(Location identification entries)
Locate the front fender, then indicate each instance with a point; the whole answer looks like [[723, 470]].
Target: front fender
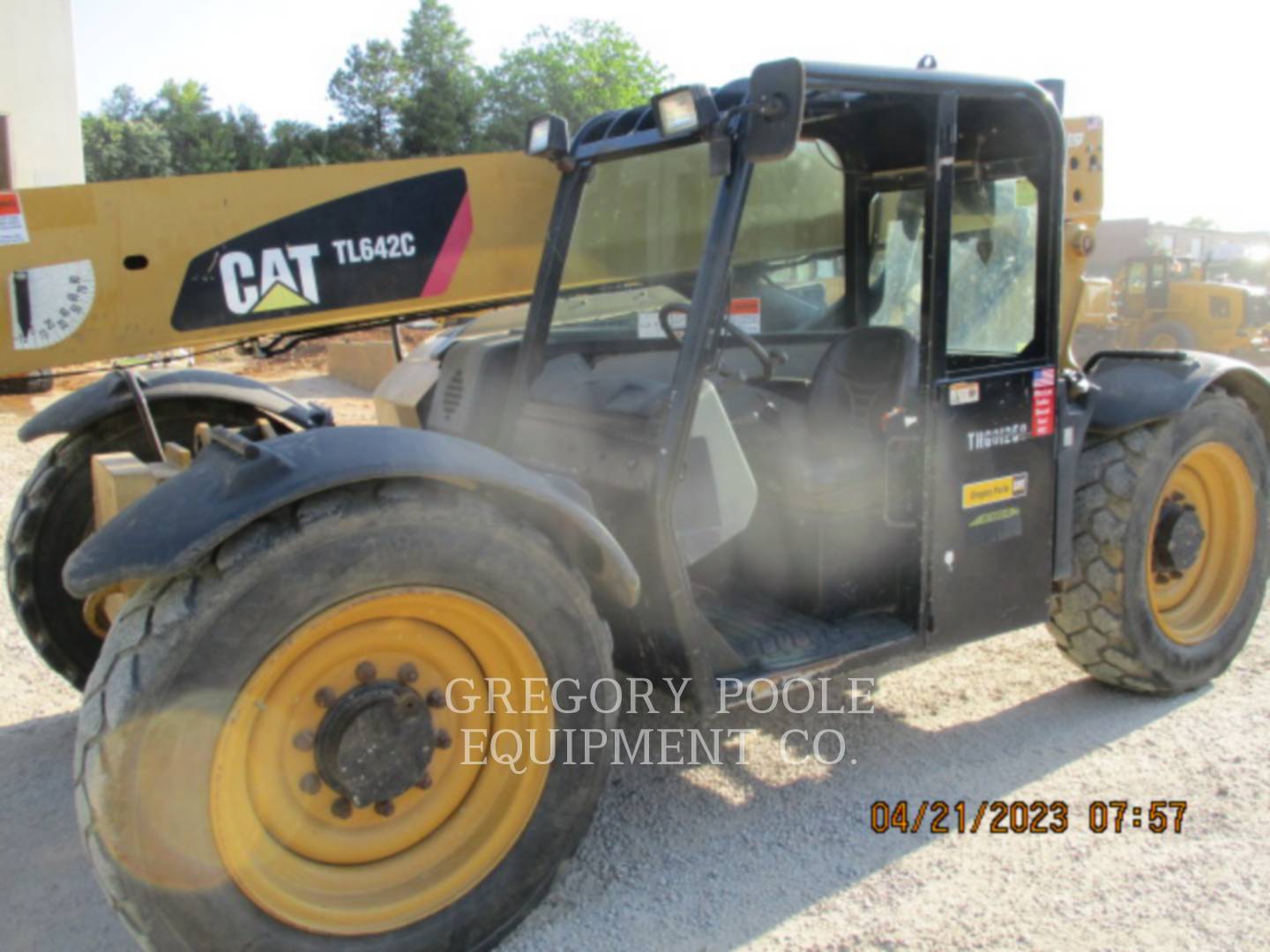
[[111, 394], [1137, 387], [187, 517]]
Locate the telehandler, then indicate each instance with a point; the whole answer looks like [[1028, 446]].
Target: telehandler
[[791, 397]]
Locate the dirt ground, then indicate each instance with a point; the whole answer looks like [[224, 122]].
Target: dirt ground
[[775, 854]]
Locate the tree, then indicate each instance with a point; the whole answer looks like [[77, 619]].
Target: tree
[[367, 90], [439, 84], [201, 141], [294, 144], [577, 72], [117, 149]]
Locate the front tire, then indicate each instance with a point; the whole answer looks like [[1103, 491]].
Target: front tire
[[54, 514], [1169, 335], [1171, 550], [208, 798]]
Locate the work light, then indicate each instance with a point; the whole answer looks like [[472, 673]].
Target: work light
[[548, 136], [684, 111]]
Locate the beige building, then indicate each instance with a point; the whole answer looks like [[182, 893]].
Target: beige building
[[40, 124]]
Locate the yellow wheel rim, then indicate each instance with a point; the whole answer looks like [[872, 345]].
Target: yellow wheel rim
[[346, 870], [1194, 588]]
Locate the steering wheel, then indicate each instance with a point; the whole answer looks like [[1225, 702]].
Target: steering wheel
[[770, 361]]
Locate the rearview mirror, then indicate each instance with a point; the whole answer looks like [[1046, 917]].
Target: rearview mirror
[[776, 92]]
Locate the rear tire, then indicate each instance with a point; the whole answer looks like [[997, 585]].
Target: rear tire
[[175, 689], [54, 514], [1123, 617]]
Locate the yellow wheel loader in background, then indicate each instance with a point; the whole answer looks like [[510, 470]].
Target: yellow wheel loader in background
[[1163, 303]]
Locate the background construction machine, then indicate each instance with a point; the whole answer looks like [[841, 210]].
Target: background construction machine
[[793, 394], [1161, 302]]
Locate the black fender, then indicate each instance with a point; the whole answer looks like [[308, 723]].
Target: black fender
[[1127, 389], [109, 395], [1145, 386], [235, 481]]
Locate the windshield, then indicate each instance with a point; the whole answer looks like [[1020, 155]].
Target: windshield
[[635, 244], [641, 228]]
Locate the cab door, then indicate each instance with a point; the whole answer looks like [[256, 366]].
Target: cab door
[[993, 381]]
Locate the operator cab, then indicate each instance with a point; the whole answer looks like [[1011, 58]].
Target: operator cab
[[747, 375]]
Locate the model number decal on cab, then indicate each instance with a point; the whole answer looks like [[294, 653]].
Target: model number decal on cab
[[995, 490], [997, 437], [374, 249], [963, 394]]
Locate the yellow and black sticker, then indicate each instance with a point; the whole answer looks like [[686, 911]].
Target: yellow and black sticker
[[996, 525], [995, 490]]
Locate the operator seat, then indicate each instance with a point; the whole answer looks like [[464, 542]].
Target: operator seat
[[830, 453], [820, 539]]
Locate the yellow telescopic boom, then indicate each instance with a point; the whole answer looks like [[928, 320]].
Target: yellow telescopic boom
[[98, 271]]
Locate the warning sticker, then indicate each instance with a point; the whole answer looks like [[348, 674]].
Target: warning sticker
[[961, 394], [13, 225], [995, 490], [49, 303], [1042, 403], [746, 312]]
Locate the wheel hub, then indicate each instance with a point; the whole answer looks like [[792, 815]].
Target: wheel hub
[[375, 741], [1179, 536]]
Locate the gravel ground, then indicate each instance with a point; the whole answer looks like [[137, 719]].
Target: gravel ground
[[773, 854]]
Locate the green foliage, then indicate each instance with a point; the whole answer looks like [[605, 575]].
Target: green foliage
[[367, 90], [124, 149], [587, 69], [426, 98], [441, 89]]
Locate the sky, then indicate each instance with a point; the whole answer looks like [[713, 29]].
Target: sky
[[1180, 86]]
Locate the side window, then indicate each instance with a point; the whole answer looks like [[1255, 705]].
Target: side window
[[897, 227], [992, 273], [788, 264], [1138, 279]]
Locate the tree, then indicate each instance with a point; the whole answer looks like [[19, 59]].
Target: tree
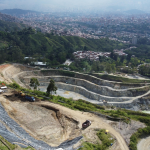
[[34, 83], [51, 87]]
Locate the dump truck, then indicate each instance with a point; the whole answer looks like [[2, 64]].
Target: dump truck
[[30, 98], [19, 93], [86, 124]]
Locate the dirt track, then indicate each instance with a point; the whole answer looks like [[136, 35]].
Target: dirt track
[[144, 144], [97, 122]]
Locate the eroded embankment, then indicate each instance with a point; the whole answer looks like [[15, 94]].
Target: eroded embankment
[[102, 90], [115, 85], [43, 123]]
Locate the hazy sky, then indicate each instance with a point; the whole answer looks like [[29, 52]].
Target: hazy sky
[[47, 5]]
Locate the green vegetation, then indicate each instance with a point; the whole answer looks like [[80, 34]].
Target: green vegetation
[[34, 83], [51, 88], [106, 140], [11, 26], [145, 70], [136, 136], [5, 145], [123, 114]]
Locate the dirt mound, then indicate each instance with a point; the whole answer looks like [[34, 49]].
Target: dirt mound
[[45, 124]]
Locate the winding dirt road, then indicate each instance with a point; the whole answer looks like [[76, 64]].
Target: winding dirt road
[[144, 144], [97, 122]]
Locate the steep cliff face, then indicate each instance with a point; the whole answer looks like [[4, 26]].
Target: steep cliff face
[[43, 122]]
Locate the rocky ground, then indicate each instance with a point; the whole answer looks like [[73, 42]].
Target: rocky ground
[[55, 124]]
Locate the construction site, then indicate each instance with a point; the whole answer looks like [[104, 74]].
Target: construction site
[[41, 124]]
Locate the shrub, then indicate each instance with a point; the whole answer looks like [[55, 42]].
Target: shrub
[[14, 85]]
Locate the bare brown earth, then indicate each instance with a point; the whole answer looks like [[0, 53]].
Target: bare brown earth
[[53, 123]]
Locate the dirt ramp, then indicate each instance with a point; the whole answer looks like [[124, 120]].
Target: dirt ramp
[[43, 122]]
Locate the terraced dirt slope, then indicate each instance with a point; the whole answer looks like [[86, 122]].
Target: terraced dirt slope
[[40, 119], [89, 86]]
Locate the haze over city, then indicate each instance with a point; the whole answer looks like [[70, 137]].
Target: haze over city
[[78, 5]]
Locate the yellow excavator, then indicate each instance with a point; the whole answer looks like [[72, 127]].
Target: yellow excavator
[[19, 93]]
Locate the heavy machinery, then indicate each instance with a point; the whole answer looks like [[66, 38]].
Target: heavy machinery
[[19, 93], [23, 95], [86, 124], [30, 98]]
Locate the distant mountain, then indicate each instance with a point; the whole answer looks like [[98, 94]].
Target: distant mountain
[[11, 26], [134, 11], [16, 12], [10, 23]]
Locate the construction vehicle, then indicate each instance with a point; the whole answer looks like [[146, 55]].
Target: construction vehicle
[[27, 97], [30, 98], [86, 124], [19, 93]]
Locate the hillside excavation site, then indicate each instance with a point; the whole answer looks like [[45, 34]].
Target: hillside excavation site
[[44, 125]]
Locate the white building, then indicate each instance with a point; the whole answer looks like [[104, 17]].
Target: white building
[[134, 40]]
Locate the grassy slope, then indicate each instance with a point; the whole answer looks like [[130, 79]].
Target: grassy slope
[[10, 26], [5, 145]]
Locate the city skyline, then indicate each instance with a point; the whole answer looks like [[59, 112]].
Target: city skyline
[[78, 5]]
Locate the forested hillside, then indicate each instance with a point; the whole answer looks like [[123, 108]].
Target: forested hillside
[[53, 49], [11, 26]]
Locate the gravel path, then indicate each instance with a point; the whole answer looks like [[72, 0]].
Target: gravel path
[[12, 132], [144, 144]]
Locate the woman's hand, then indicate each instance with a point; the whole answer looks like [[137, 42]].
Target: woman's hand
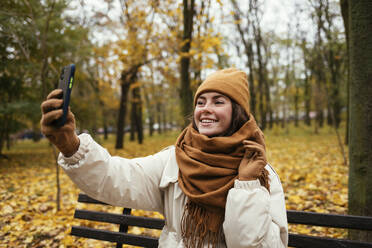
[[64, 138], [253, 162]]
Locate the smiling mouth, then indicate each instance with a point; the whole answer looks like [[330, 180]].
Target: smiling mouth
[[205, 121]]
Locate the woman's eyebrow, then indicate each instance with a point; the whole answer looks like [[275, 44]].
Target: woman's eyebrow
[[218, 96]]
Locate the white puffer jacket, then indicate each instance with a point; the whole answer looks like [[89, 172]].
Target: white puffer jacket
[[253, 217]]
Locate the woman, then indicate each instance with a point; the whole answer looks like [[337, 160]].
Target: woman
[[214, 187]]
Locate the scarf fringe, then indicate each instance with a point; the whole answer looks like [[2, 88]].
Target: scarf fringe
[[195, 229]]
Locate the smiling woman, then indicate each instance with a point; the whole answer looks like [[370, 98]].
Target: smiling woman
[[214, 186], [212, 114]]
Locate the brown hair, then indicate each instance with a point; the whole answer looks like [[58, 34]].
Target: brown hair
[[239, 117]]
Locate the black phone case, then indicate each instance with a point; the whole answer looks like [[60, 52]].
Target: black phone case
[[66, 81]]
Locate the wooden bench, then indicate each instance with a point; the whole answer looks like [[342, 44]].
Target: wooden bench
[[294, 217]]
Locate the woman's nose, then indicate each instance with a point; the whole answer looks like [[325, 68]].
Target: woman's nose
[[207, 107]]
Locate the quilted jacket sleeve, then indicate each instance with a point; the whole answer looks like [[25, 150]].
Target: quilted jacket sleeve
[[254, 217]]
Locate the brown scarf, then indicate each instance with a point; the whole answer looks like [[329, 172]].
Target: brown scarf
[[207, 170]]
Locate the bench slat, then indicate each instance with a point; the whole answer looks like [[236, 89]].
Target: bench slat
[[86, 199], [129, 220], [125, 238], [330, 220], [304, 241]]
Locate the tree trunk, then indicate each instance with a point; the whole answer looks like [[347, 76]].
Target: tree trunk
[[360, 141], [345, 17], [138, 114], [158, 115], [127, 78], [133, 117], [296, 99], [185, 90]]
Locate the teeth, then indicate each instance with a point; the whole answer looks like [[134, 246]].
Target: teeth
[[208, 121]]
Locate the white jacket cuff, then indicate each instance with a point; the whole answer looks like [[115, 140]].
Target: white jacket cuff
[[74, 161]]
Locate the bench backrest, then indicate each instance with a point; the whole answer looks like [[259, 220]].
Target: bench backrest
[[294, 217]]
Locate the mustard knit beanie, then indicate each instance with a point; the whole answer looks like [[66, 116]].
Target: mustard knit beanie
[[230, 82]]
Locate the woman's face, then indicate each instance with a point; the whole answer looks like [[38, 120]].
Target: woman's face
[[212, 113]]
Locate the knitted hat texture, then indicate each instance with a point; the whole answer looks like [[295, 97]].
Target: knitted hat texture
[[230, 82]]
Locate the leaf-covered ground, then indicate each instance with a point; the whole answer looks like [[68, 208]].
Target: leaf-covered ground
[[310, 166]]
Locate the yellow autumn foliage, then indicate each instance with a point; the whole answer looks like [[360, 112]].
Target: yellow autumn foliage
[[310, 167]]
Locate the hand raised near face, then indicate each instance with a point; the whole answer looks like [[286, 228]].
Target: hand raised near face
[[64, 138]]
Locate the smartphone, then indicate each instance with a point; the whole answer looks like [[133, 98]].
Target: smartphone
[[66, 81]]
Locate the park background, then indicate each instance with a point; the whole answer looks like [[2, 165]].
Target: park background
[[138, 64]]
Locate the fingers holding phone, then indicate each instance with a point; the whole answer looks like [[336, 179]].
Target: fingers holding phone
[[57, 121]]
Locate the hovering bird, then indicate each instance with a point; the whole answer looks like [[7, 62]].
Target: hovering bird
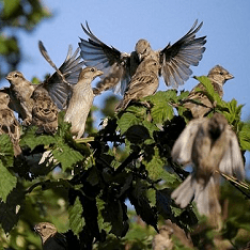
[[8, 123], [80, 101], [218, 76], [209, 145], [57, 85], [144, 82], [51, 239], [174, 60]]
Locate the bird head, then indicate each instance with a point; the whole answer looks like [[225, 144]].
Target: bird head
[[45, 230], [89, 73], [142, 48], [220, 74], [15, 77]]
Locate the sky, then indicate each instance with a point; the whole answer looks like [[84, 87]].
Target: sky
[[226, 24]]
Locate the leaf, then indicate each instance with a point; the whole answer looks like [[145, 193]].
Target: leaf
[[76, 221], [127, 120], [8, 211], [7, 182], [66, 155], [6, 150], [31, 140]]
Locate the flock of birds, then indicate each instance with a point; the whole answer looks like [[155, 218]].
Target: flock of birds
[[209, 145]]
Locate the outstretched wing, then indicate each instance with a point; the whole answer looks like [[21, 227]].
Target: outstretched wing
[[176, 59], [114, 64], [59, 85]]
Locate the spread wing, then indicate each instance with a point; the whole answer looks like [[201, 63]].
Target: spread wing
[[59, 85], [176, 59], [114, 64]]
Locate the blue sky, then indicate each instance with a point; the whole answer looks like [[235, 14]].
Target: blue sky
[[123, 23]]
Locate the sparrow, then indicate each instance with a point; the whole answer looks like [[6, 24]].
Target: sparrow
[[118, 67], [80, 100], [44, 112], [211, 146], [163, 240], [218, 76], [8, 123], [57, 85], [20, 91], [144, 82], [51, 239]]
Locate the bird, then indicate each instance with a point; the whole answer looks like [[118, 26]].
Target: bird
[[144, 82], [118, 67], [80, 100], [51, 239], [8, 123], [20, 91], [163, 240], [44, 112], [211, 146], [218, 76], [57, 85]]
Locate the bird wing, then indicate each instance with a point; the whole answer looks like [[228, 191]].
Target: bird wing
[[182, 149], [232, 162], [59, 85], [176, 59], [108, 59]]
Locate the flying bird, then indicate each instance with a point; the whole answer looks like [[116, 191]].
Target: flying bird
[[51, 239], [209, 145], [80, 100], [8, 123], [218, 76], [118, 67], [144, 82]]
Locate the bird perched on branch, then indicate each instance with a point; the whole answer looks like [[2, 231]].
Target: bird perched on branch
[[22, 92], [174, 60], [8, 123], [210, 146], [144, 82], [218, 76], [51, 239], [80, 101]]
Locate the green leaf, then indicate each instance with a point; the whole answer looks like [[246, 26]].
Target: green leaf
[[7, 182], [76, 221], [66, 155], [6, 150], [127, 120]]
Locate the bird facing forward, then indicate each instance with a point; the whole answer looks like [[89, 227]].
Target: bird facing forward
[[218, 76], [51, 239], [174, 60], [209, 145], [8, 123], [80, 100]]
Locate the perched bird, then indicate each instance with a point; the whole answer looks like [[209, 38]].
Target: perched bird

* **YOUR INSTRUCTIONS**
Please reproduce the listing between the lines holding "Locate the operator cab, then" and "[[375, 741], [1179, 536]]", inclusive, with the requests included, and scale every point coordinate in the answers by 0.25, rounding to whole numbers with halves going up. Leave the requests and their format samples unchanged.

* **SOLUTION FOR THIS PROBLEM**
Locate the operator cab, then indicate each instance with a point; the whole answer looks like [[1011, 58]].
Target: operator cab
[[187, 94]]
Locate the model number decal on cab, then indicate each instance with a point; the whole answer looks like [[294, 653]].
Target: model number decal on cab
[[249, 123], [249, 109], [94, 62], [241, 99]]
Locate the yellow and black sticker, then indicate each instance with a point; the whole answer looks like [[686, 911]].
Target: yellow and black sticker
[[249, 131], [249, 123]]
Locate the operator seat, then indicate each instance with a point; the whole answer looks like [[464, 542]].
Target: operator seat
[[208, 113], [205, 135]]
Locate the yellow telescopic boom, then indicate each instance with a point; the whole answer looks like [[928, 320]].
Target: yellow telescopic boom
[[25, 68]]
Locate the warning sticker, then indicate each instance with a point; the whole answer looks like [[348, 674]].
Target: warning sticker
[[240, 99], [3, 56], [249, 123], [12, 76], [261, 101], [187, 78]]
Locate the wheel hub, then indicate each instance with a point; the whole answer looks like [[792, 815]].
Target: wheel hub
[[94, 185], [295, 134]]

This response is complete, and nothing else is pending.